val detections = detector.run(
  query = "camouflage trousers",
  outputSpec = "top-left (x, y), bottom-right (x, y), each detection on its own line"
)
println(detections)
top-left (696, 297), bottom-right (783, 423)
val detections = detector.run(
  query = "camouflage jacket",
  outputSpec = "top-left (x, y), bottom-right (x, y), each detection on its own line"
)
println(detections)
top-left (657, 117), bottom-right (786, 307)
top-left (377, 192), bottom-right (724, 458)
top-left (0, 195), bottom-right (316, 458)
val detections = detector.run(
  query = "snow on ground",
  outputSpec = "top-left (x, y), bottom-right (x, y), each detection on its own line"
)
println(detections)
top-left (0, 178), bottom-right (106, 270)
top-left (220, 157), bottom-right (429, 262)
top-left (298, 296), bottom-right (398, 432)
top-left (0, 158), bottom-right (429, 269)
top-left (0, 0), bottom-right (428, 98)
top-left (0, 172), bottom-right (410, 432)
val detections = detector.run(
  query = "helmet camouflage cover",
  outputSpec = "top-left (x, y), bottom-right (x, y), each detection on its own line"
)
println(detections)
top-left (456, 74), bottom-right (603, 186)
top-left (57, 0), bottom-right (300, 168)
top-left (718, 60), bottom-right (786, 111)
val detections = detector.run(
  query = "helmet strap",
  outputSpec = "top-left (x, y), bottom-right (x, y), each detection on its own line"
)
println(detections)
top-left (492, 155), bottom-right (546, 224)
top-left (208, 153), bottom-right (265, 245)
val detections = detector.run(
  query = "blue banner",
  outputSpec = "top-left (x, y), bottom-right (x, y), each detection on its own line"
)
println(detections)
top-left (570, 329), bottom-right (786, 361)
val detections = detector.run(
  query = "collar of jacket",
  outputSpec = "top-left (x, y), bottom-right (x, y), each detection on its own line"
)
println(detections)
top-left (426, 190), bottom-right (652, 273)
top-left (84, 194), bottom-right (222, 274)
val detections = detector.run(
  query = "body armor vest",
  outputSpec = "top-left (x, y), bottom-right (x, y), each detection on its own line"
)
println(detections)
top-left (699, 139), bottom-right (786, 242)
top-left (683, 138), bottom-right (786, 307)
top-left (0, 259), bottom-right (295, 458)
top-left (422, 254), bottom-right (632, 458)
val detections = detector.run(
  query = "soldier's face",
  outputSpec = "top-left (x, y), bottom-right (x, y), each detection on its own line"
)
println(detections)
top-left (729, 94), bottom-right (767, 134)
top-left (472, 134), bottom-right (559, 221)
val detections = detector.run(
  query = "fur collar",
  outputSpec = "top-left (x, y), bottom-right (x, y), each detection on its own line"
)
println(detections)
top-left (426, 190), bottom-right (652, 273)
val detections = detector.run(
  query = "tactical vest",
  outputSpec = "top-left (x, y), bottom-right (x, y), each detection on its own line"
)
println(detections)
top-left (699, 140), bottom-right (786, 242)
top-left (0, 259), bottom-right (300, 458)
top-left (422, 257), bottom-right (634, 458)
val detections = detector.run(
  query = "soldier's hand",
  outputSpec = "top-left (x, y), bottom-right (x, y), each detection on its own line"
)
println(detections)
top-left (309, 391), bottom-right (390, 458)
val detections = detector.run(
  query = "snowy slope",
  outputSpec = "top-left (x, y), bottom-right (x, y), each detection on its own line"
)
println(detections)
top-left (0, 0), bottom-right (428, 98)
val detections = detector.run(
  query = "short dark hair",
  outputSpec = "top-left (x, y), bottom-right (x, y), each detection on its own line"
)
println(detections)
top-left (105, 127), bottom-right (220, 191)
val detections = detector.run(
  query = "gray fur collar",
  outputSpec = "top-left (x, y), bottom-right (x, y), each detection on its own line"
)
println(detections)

------

Return all of the entries above verbatim, character for character, with nothing added or altered.

val detections = detector.run(
  query = "camouflage trousers",
  outputSpec = "top-left (x, y), bottom-right (x, y), each detection on its own line"
)
println(detections)
top-left (696, 297), bottom-right (783, 423)
val detections = detector.run(
  query = "camouflage jacket",
  outputSpec = "top-left (x, y), bottom-right (x, y), each detection on its own line"
)
println(detections)
top-left (657, 117), bottom-right (786, 307)
top-left (377, 192), bottom-right (724, 458)
top-left (0, 195), bottom-right (316, 458)
val detections = detector.run(
  query = "snow on ground",
  outputSpec = "top-left (x, y), bottom-right (x, y), each detection on its own line"
)
println(detections)
top-left (0, 178), bottom-right (106, 270)
top-left (220, 157), bottom-right (429, 262)
top-left (298, 296), bottom-right (398, 432)
top-left (0, 158), bottom-right (429, 269)
top-left (0, 0), bottom-right (428, 98)
top-left (0, 172), bottom-right (410, 432)
val detections = detector.run(
  query = "helmet camouflage cover",
  outputSpec = "top-left (x, y), bottom-right (x, y), each detection on its own line"
)
println(detections)
top-left (456, 74), bottom-right (603, 186)
top-left (57, 0), bottom-right (300, 168)
top-left (718, 60), bottom-right (786, 111)
val detections = detector.run(
  query = "helmet strap",
  outputSpec = "top-left (x, y), bottom-right (x, y), each detection on its own line"
)
println(detections)
top-left (492, 155), bottom-right (546, 224)
top-left (208, 153), bottom-right (265, 245)
val detections = detector.run(
  query = "blue banner",
  outputSpec = "top-left (x, y), bottom-right (x, y), each detection on its own line"
)
println(detections)
top-left (570, 329), bottom-right (786, 361)
val detections = detector.run(
  query = "collar of jacket",
  outputSpec = "top-left (x, y), bottom-right (x, y), each detection on its own line"
)
println(detections)
top-left (426, 190), bottom-right (652, 273)
top-left (84, 194), bottom-right (222, 274)
val detections = detector.run(
  query = "body armor vest",
  outputSpec = "top-left (x, y), bottom-right (x, y), each detection on its own line"
)
println(detections)
top-left (699, 139), bottom-right (786, 242)
top-left (683, 138), bottom-right (786, 307)
top-left (0, 259), bottom-right (295, 458)
top-left (422, 254), bottom-right (632, 458)
val detections = detector.run(
  query = "soldier's face",
  outputSpec = "top-left (x, y), bottom-right (x, y), each detection on its own line"
)
println(detections)
top-left (729, 94), bottom-right (767, 134)
top-left (472, 134), bottom-right (559, 221)
val detections = detector.run(
  query = "fur collar",
  outputSpec = "top-left (x, y), bottom-right (x, y), each detection on its own line"
)
println(detections)
top-left (426, 190), bottom-right (652, 273)
val detections = detector.run(
  query = "tactical vest",
  outputSpec = "top-left (x, y), bottom-right (x, y), each detection on its own line"
)
println(detections)
top-left (699, 140), bottom-right (786, 242)
top-left (0, 259), bottom-right (300, 458)
top-left (422, 257), bottom-right (634, 458)
val detections = detector.run(
  query = "soldier's hand",
  outputSpec = "top-left (x, y), bottom-right (x, y), each detection on its own line"
)
println(detections)
top-left (309, 391), bottom-right (390, 458)
val detections = detector.run(
  query = "snowy slope",
  outputSpec = "top-left (x, y), bottom-right (x, y), each detection on its own line"
)
println(detections)
top-left (0, 0), bottom-right (428, 98)
val detections = detector.run(
  query = "short dark hair",
  outputSpec = "top-left (x, y), bottom-right (x, y), each detection on its own line"
)
println(detections)
top-left (105, 127), bottom-right (220, 191)
val detections = detector.run(
  query = "gray fur collar",
  outputSpec = "top-left (x, y), bottom-right (x, y), each detection on its own line"
)
println(detections)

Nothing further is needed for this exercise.